## Set problem
Copy every line of the data below, requests included, scaling each x and y point coordinate in the answers by 0.35 and rounding to whole numbers with halves rounded up. Leave the pictures out of your reply.

= = =

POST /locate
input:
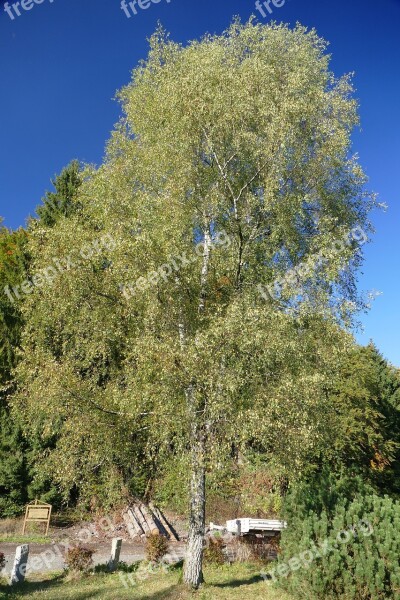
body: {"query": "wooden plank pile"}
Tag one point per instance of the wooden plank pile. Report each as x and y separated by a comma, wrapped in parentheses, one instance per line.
(142, 520)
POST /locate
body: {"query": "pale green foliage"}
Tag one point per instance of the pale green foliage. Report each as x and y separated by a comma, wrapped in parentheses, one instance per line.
(246, 133)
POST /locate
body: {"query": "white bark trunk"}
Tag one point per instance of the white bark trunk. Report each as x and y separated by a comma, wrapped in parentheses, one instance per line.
(193, 571)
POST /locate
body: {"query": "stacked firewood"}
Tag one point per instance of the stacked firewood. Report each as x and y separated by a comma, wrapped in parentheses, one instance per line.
(142, 520)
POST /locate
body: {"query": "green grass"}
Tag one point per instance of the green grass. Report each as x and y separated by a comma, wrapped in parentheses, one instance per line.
(236, 582)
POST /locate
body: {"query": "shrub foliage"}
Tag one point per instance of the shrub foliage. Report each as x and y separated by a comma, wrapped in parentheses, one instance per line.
(355, 551)
(156, 547)
(79, 559)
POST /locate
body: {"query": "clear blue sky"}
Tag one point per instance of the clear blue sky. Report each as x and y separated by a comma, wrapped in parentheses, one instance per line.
(62, 61)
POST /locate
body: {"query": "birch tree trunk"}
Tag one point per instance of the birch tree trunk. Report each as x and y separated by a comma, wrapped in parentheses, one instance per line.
(193, 572)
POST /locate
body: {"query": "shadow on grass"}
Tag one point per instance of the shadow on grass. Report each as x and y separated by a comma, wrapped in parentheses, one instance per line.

= = =

## Solution to the exercise
POST /locate
input:
body: {"query": "wooden plank pile"}
Tag one point per instance of the wooden plank pile. Report each as x and y separated by a comma, wrapped in parentheses, one instance per line.
(50, 182)
POST /locate
body: {"query": "pale green foliage"}
Tag one point per instance of the pale green foliage. Report each as x and y separated by a comma, wrapped in parentheses, one instance per line.
(86, 47)
POST /locate
body: {"query": "white bark trunk"}
Tag one point per instance of the white bark trunk. Report each as x and y separated by a comma, wrapped in parentheses, one instance per line.
(68, 200)
POST /locate
body: {"query": "stacked firewood"}
Tag one point per instance of the stacked firewood. Report each as x and y separated by a comma, wrapped in parentheses, one instance per line.
(50, 182)
POST /locate
body: {"query": "green grass"}
Tag one point per instance of the green grass. Report each as x and y separated by a comma, wrapped in parentheses, one instance per line.
(83, 204)
POST /locate
body: {"query": "shrub foliage"}
Tag one point per instance of the shrub foliage. Report each as x and y separated by a comma, wrapped in parentheses, one instance per line.
(124, 193)
(55, 191)
(28, 196)
POST /locate
body: {"query": "clear blue sky"}
Tag one point per instance of the clear blue sky. Report each as x and y separated by a comma, wrapped in parentheses, one instance per line.
(22, 21)
POST /locate
body: {"query": "birch tree trunk"}
Tag one point per instance of the birch tree trunk. Report each as x and y separated by a comma, wrapped in parentheses, one instance per line.
(68, 200)
POST /locate
body: {"query": "shadow on grass"}
Tag one point per instance of the shadow on grass. Report each as x and y separated by a comma, wrapped in parentheses, one instance per line.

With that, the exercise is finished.